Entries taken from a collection
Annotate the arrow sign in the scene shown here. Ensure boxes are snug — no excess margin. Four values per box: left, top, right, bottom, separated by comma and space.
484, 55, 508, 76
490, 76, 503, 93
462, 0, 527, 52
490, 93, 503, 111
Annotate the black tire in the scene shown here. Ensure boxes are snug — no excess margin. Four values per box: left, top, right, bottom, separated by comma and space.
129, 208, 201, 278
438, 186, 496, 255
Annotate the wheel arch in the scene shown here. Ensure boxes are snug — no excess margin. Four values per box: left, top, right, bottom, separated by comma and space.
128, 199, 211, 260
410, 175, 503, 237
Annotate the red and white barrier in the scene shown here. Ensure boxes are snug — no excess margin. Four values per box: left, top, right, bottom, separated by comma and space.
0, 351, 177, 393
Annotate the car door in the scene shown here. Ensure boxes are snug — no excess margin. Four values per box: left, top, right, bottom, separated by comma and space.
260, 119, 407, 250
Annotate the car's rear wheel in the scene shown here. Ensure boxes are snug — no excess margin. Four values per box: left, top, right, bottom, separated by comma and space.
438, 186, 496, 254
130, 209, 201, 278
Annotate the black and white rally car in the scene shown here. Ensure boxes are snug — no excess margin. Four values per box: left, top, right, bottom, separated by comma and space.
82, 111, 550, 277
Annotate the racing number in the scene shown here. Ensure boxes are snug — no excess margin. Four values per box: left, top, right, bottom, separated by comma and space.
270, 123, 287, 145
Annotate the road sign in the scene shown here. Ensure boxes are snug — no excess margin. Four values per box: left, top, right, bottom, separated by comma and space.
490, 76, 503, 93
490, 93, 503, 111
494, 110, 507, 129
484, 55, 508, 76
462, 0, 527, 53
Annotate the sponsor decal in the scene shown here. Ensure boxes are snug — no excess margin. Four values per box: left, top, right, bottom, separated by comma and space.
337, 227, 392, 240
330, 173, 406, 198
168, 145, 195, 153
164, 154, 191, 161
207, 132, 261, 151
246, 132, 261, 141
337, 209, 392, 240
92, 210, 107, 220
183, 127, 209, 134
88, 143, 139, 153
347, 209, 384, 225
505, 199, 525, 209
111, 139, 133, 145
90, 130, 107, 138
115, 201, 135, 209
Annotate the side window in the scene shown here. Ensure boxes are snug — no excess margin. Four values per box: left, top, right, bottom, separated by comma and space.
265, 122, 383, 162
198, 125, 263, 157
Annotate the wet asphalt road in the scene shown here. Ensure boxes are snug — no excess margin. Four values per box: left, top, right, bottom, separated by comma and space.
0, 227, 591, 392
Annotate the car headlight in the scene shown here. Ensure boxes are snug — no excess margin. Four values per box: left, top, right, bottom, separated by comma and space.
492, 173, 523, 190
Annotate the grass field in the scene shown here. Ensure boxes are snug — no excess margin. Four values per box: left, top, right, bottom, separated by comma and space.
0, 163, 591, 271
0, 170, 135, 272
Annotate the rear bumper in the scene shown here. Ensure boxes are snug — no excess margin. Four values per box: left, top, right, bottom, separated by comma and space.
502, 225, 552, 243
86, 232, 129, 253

Requirement: Each record above should be repeated exactly as it appears.

Reply:
Annotate the arrow sign in the scene shown here. Ensure boxes are snug — no excess margin. Four values per box: left, top, right, bottom, separated by comma and space.
484, 55, 508, 76
490, 76, 503, 93
462, 0, 527, 52
490, 93, 503, 111
Annotate the black tire in the scene shown here. Ensure boxes are snug — no excess margin. Four values per box: left, top, right, bottom, separated by comma and space.
129, 208, 201, 278
438, 186, 496, 255
Annotate the wheel arch in the scene shown here. Ensure boxes are snug — no excess margin. Four values per box: left, top, right, bottom, separated by comma and space.
128, 199, 211, 260
410, 175, 503, 237
Annotate the red and white barrier in the scene shown here. Ensure boxes are snug — no excess margin. Four values per box: left, top, right, bottom, separated by comma and space.
0, 351, 177, 393
Annotate the car door in the scene shown here. Ensure boxes are snug — no excess margin. Four values per box: left, top, right, bottom, separated by comma and space.
260, 119, 407, 250
Annotate the car's rear wheel in the scene shown here. Ensure boxes are snug — no excess margin. Four values per box: left, top, right, bottom, separated by comma and space.
438, 186, 496, 254
130, 209, 201, 278
Annotate the black and white rally car in the scene shown here. Ensure boxes are snug — no excess margin. Four values per box: left, top, right, bottom, separated by comma and space.
82, 111, 550, 277
Annotate the racing number in the scene shown here. Ensure boxes are snug — no excess margin. Four values per box: left, top, right, bottom, separated by comma and space.
270, 123, 287, 145
Annotate the road sign in the scene shown here. Ensure boxes are snug — no excess margin. Four values per box: left, top, right, bottom, separated by comma and space.
490, 76, 503, 93
490, 93, 503, 111
494, 110, 507, 129
484, 55, 508, 76
462, 0, 527, 53
Annotate the sponsor decal in the scene shown here. Ensure boxes are snug — no excess margin. Four values per box: left, top, right, bottom, separated by comma and space.
337, 227, 392, 240
330, 173, 406, 198
168, 145, 195, 153
164, 154, 191, 161
207, 132, 261, 151
246, 132, 261, 141
337, 209, 392, 240
92, 210, 107, 220
183, 127, 209, 134
88, 143, 139, 153
347, 209, 384, 225
505, 199, 525, 209
111, 139, 133, 145
90, 130, 107, 138
115, 201, 135, 209
Annotate the side window in the scene shown here. Ensure boxes are snug — no excess margin. Four values per box: left, top, right, bottom, separated by comma and space.
265, 122, 383, 162
198, 125, 263, 157
Annotate the wet asphalt road in the scene shown here. Ensure boxes are snug — no excess margin. Four values per box: left, top, right, bottom, separated by comma and space.
0, 227, 591, 392
Annotate the car headlight in the scene shown here. Ensure boxes are snug — no excess margin. Four values per box: left, top, right, bottom, separated by comma and space.
492, 173, 523, 190
Annotate the grass field in the scene shown here. Ensure boxes are snug — no excess margin. Four values per box: left, top, right, bottom, separated by comma and space.
0, 163, 591, 271
0, 170, 135, 272
Annotate the rear bumper in the scene shown here. Ensure boxes are snug — no excess margin. Four values per box: left, top, right, bottom, separated by comma and space.
502, 225, 552, 243
86, 232, 129, 253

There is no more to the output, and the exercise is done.